• **WORK TASK**: From the line with "Target: kitchen peninsula counter" through the line with "Where can the cabinet door", repeat the entries verbatim, both end lines included, and add nothing.

INPUT DATA Block Start

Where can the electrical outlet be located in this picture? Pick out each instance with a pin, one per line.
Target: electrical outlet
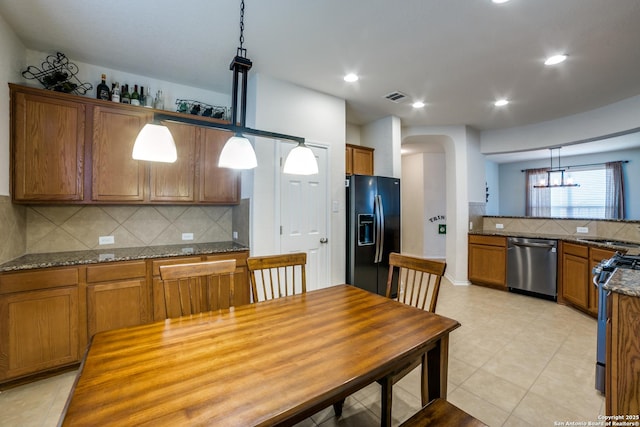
(106, 240)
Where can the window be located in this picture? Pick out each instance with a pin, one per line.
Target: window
(600, 194)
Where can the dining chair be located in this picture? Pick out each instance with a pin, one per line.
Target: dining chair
(275, 276)
(418, 284)
(197, 287)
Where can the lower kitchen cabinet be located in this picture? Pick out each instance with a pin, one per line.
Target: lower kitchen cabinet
(488, 260)
(622, 396)
(117, 296)
(576, 287)
(39, 321)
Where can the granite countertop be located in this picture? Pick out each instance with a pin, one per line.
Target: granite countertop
(624, 281)
(60, 259)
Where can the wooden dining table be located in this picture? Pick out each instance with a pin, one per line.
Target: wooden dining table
(270, 363)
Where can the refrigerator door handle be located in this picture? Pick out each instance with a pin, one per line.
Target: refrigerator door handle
(379, 212)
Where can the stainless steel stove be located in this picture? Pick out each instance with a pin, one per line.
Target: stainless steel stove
(602, 273)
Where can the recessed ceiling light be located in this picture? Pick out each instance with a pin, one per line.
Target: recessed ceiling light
(351, 77)
(555, 59)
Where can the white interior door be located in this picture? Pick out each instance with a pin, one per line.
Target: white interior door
(304, 208)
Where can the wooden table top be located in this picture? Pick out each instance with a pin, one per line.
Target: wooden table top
(277, 361)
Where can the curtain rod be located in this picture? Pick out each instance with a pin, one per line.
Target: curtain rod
(579, 166)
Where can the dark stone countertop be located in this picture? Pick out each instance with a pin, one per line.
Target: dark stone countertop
(61, 259)
(624, 281)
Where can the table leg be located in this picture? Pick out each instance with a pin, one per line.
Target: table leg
(386, 401)
(435, 364)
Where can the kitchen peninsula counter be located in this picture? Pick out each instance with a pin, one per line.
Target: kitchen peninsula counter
(76, 258)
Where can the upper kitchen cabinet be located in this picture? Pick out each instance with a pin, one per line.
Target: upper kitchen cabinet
(116, 177)
(359, 160)
(47, 147)
(216, 185)
(71, 149)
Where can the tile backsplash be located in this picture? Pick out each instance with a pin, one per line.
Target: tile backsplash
(70, 228)
(608, 229)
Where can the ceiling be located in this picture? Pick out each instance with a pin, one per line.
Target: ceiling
(457, 56)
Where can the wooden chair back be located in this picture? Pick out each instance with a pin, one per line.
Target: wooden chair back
(418, 280)
(197, 287)
(276, 276)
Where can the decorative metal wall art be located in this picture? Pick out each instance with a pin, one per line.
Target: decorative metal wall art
(58, 74)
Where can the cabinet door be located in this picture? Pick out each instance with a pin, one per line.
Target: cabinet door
(38, 331)
(117, 296)
(117, 177)
(488, 265)
(175, 182)
(47, 148)
(216, 185)
(575, 279)
(362, 161)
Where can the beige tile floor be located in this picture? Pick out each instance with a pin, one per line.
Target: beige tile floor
(516, 361)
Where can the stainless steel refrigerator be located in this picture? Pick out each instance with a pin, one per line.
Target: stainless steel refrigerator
(373, 230)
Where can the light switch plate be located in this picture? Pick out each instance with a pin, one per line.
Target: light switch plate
(106, 240)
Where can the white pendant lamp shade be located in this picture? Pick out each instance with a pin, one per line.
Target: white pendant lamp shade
(238, 153)
(301, 161)
(155, 143)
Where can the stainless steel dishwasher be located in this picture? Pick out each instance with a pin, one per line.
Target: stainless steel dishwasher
(532, 266)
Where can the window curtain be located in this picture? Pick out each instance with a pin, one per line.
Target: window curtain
(538, 200)
(614, 204)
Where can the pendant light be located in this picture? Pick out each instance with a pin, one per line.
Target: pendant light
(301, 161)
(155, 144)
(553, 183)
(238, 152)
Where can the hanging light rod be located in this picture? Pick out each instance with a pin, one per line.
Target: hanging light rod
(228, 127)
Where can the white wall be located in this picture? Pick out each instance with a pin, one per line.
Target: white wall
(385, 136)
(435, 204)
(618, 117)
(12, 52)
(412, 201)
(319, 118)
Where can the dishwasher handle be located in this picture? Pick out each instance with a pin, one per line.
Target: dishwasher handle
(533, 245)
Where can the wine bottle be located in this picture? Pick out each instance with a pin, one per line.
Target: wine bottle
(115, 94)
(102, 91)
(135, 96)
(125, 97)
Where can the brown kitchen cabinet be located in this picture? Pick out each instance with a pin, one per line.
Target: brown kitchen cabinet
(488, 260)
(71, 149)
(576, 265)
(116, 176)
(47, 148)
(39, 321)
(359, 160)
(241, 278)
(117, 296)
(622, 396)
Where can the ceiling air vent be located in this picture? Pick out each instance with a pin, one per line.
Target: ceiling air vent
(396, 96)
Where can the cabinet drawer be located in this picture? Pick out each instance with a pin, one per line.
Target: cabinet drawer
(488, 240)
(117, 271)
(37, 279)
(577, 250)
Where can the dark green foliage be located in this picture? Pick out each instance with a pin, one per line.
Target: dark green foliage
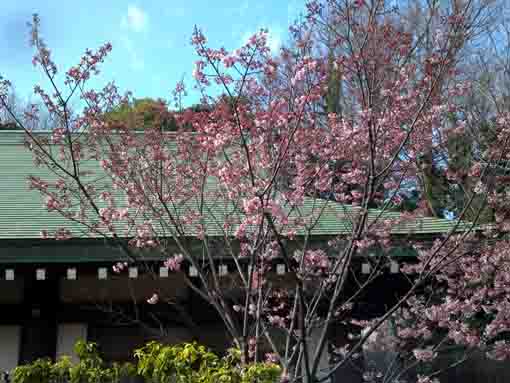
(155, 363)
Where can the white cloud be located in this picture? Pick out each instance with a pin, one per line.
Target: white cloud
(275, 39)
(135, 20)
(135, 60)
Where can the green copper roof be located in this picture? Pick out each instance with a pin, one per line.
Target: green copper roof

INPUT DATA Block End

• **REPLY**:
Target: kitchen peninsula counter
(76, 258)
Where can the upper kitchen cabinet be located in this picture? Pick out each instance with a pin, one per line.
Target: upper kitchen cabinet
(116, 177)
(359, 160)
(47, 147)
(216, 185)
(71, 149)
Where can the tile backsplash be located in this picture? Pick out each instance with a pin, one per line.
Target: tile backsplash
(70, 228)
(608, 229)
Where can the ceiling be located in this picture? Pick out each instance with a pin, one per line.
Target: ceiling
(457, 56)
Where can the wooden chair back be located in this picture? Pick out each instance with a pin, one per line.
Target: wooden chair back
(418, 280)
(197, 287)
(276, 276)
Where can the decorative metal wall art be located in this picture? Pick out each instance with a pin, one per line.
Target: decorative metal wall art
(58, 74)
Where can the cabinet door be located in this picture? Pick out each instance with a pin, one per line.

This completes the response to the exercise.